Copy the measles article below word for word, from "By: Allison Hydzik" to "medications, as necessary.".

#### [Study text]
◇ ◇ ◇ ◇ ◇

In the News: What You Should Know About the Measles

By: Allison Hydzik

Late last week, the Allegheny County Health Department confirmed that a Pittsburgh woman contracted measles during an out-of-state visit and may have exposed some in the region to the rare infection.
Amesh Adalja, M.D., UPMC infectious disease, critical care, and emergency medicine physician, answers questions about the measles, how it spreads and why vaccination is so important.
Q: What is measles and what are the symptoms?
A: Measles is a virus that causes a highly contagious respiratory disease that is characterized by a blotchy rash all over the body. It also causes a fever, runny nose, red eyes and cough.
Q: What is the treatment?
A: There isn’t a treatment, such as an antiviral drug, for people who have measles. Doctors will offer supportive care, such as intravenous fluids and anti-fever medications, as necessary.
Q: Is it contagious?

◇ ◇ ◇ ◇ ◇

#### [Extracted information]

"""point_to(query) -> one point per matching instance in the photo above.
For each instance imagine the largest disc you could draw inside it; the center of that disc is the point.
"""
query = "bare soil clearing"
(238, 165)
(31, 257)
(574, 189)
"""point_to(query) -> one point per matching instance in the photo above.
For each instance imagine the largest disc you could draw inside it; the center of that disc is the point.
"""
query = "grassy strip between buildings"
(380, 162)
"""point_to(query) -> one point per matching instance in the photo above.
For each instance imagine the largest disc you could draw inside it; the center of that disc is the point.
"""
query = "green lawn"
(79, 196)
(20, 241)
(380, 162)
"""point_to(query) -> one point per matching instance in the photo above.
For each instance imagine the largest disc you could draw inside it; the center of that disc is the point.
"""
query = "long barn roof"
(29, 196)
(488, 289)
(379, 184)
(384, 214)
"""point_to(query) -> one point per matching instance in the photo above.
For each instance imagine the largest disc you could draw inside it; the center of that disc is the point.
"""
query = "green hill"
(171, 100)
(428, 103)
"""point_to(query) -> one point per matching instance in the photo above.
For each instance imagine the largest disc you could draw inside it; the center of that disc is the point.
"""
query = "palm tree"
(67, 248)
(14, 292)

◇ ◇ ◇ ◇ ◇

#### [Solution]
By: Allison Hydzik

Late last week, the Allegheny County Health Department confirmed that a Pittsburgh woman contracted measles during an out-of-state visit and may have exposed some in the region to the rare infection.
Amesh Adalja, M.D., UPMC infectious disease, critical care, and emergency medicine physician, answers questions about the measles, how it spreads and why vaccination is so important.
Q: What is measles and what are the symptoms?
A: Measles is a virus that causes a highly contagious respiratory disease that is characterized by a blotchy rash all over the body. It also causes a fever, runny nose, red eyes and cough.
Q: What is the treatment?
A: There isn’t a treatment, such as an antiviral drug, for people who have measles. Doctors will offer supportive care, such as intravenous fluids and anti-fever medications, as necessary.